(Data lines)
start

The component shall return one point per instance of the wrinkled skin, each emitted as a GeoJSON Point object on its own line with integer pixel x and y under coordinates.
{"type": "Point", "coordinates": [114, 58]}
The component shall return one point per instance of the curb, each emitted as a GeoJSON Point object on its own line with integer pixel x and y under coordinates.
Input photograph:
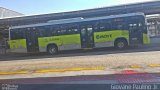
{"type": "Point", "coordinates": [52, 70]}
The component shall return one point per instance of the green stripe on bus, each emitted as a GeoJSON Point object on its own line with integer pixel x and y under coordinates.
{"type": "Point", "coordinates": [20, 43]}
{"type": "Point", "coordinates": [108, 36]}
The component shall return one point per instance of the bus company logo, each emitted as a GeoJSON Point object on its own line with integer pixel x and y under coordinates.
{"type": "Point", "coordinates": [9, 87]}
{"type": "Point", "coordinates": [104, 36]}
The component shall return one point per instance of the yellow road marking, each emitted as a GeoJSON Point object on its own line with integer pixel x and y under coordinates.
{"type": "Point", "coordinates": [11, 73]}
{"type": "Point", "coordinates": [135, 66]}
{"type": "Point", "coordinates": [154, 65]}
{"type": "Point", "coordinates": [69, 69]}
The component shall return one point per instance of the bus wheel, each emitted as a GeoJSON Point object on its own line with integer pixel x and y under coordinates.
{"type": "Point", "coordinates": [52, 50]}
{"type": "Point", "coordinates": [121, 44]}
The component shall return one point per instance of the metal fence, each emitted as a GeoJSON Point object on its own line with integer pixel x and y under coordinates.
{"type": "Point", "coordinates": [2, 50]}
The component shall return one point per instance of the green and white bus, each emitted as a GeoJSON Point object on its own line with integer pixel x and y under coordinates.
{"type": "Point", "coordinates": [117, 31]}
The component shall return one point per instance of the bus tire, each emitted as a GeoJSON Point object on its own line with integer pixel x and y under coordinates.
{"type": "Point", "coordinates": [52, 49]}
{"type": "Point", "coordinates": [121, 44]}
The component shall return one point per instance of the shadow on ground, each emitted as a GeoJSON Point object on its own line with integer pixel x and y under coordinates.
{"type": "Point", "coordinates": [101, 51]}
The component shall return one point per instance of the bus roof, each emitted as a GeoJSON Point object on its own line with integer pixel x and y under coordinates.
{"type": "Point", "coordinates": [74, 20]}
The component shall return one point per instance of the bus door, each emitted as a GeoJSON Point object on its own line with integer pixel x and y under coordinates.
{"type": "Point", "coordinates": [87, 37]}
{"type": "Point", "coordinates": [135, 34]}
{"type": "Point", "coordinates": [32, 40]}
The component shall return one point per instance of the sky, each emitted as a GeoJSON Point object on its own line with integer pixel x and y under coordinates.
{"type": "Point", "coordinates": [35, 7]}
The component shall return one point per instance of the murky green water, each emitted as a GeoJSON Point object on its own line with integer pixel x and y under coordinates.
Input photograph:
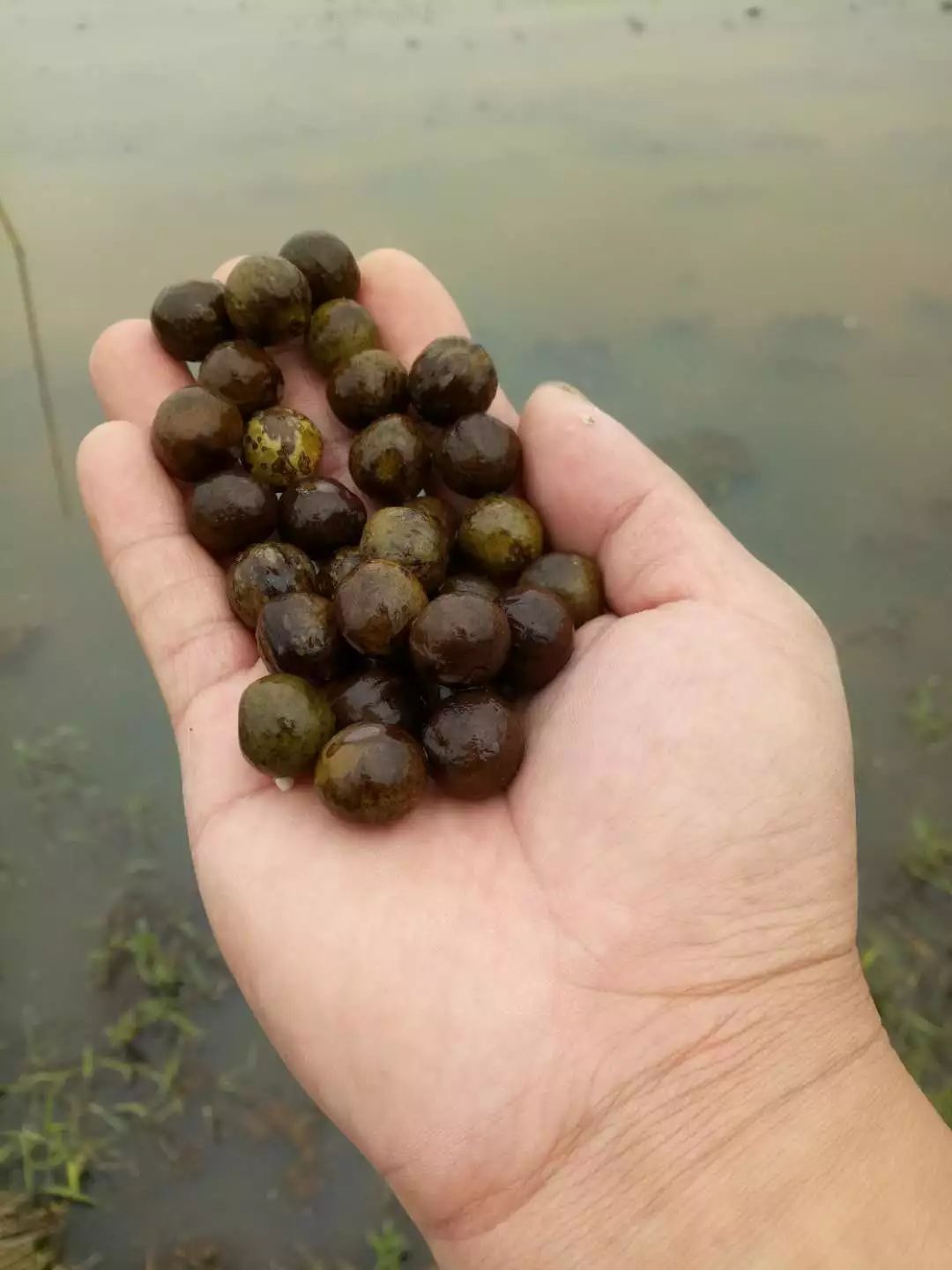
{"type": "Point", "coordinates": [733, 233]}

end
start

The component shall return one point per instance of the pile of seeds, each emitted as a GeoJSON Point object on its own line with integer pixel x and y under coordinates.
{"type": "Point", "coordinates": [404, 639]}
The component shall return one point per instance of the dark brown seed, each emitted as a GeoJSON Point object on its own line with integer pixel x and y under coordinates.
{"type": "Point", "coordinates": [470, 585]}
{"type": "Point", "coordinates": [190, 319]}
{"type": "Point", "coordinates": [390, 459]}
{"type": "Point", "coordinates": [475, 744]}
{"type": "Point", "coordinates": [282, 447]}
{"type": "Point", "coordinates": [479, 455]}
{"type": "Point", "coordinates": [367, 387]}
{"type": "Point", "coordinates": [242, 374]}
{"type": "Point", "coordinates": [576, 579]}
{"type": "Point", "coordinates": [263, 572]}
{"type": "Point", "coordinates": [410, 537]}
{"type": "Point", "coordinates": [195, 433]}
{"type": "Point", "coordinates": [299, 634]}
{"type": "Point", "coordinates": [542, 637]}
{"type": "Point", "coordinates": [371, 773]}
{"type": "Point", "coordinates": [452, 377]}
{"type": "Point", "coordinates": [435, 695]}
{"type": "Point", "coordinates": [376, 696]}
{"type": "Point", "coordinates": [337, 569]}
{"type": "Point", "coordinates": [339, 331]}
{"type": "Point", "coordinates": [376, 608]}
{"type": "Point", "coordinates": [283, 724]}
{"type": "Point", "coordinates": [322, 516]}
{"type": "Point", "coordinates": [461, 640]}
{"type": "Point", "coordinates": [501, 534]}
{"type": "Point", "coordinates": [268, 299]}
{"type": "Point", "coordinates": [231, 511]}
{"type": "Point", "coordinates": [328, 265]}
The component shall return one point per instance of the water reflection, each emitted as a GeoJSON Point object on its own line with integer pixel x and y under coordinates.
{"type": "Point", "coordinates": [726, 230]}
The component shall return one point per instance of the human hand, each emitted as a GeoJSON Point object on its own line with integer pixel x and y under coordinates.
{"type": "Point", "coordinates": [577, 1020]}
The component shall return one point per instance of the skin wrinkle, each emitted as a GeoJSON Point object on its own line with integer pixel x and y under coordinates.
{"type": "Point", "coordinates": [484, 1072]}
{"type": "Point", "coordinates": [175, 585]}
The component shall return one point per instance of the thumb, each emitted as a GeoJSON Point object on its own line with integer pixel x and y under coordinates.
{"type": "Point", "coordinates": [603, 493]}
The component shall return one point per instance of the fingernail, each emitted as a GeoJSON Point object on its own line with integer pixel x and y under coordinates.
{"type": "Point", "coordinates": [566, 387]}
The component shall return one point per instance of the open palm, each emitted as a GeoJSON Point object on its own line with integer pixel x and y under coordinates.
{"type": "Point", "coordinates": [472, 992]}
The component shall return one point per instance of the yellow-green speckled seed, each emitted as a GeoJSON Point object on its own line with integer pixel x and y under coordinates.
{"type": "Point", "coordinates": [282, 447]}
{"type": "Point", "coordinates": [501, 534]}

end

*GIVEN INSTRUCTION*. Pick out every line of the listing above that contains the word "skin" and copy each one in full. Letter case counts when matching.

*FULL SOLUTION*.
The component shall return one point per instance of the wrinkled skin, each emitted as a GeoJSON Point object on its own line with integer pixel x and y under coordinates.
The component shall return one point per instance of the skin wrinkle, each emitted as a GeoJSON Point object on its own line with integer pixel x and y under coordinates.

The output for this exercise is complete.